To tylko jedno życie

Bezdomni? Łatwo sobie wyobrazić: brudni, śmierdzący, żebrzący. Niedługo zima, więc znów zaczną o nich mówić media - co jednak przyjdzie z mówienia o nich? Są jednak i konkretne inicjatywy, które świadczą im realną pomoc

To tylko jedno życie

Bezdomni? Łatwo sobie wyobrazić: brudni, śmierdzący, żebrzący. Niedługo zima, więc znów zacznie się ich sezon. W każdych wiadomościach będą o nich mówić. A ich życie nie zmieni się ani o włos.

Jan przez dwa lata mieszkał w ziemiance. Wcześniej miał kawalerkę, razem z mamą. Potem mama umarła, a jego rodzina wykwaterowała. Został z niczym. Kiedy przyszedł do „Przystani”, był obrazem nędzy i rozpaczy. Dziś czysty, w błękitnej koszuli, kręci się po domu. Tyle że choruje — jego organizm pewnie nigdy nie zapomni mu już tej ziemianki.

Zadania do wykonania -
**a)** Przepisz fragment tekstu o bezdomnych od słów „Jan przez dwa” aż do słów „już tej ziemianki.” włącznie, zastępując „kawalerkę” słowem „mieszkanie”.
**b)** Jak długo według tekstu o bezdomnych Jan mieszkał w ziemiance? Proszę odpowiedzieć krótko.

Wiersze danych -
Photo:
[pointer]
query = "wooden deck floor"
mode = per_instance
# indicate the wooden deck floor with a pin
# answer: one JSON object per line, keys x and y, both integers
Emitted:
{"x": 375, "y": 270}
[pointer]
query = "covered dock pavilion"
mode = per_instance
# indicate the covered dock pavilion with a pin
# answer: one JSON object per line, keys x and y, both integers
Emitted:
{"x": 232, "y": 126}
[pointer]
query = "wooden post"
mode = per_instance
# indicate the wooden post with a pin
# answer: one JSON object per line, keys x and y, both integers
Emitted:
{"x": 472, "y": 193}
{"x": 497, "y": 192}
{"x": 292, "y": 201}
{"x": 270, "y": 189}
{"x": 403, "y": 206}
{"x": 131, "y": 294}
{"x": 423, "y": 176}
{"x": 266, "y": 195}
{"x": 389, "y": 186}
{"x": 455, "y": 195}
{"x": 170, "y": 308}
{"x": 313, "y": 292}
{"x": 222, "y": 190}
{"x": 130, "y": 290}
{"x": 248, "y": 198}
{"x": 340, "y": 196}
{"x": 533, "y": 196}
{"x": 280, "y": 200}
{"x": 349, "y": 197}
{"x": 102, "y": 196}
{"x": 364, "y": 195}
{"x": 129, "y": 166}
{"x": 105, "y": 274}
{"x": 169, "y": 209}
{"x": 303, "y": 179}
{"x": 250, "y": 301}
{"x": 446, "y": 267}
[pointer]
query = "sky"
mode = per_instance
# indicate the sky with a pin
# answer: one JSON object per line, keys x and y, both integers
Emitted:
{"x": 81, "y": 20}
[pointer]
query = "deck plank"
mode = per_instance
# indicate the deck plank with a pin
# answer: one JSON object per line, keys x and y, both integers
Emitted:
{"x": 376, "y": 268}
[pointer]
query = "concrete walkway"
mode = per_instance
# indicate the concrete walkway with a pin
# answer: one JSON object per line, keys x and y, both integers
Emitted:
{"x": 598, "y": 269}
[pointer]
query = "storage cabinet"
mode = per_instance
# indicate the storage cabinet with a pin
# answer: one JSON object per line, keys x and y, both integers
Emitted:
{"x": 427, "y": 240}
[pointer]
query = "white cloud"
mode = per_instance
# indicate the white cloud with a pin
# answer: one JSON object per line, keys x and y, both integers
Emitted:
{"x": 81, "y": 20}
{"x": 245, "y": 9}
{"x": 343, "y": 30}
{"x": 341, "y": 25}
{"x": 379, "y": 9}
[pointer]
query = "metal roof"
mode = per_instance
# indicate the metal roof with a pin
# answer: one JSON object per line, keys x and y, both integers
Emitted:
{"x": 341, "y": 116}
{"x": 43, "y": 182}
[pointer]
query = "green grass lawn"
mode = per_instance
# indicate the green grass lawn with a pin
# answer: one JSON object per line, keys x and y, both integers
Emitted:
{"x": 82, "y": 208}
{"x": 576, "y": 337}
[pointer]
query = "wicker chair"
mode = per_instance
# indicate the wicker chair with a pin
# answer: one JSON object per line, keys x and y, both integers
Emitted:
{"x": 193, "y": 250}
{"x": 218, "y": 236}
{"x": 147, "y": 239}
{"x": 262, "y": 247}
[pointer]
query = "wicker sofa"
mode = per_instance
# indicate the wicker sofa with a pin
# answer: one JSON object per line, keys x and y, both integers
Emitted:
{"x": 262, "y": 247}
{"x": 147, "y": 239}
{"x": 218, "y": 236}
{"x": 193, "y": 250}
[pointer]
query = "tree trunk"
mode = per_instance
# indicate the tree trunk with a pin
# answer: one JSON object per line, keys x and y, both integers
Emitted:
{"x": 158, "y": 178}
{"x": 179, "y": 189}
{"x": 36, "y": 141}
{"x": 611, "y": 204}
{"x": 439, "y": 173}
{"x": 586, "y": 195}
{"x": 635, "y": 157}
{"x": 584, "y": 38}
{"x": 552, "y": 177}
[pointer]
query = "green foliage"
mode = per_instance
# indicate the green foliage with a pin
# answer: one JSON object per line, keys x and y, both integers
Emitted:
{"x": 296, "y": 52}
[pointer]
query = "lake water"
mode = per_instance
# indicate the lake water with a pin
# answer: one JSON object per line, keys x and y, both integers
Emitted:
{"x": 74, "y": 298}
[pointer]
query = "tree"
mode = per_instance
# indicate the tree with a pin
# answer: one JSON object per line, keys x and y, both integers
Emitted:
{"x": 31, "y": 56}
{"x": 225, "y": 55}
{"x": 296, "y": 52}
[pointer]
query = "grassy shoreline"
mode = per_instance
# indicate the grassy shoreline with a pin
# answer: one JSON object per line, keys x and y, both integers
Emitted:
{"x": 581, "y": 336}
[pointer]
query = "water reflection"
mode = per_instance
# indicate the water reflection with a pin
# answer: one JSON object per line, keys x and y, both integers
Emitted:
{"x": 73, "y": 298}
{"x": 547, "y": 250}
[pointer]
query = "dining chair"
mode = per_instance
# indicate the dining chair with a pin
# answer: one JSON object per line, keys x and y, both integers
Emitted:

Ostateczne odpowiedzi -
**a)**
Jan przez dwa lata mieszkał w ziemiance. Wcześniej miał mieszkanie, razem z mamą. Potem mama umarła, a jego rodzina wykwaterowała. Został z niczym. Kiedy przyszedł do „Przystani”, był obrazem nędzy i rozpaczy. Dziś czysty, w błękitnej koszuli, kręci się po domu. Tyle że choruje — jego organizm pewnie nigdy nie zapomni mu już tej ziemianki.

**b)** Przez dwa lata.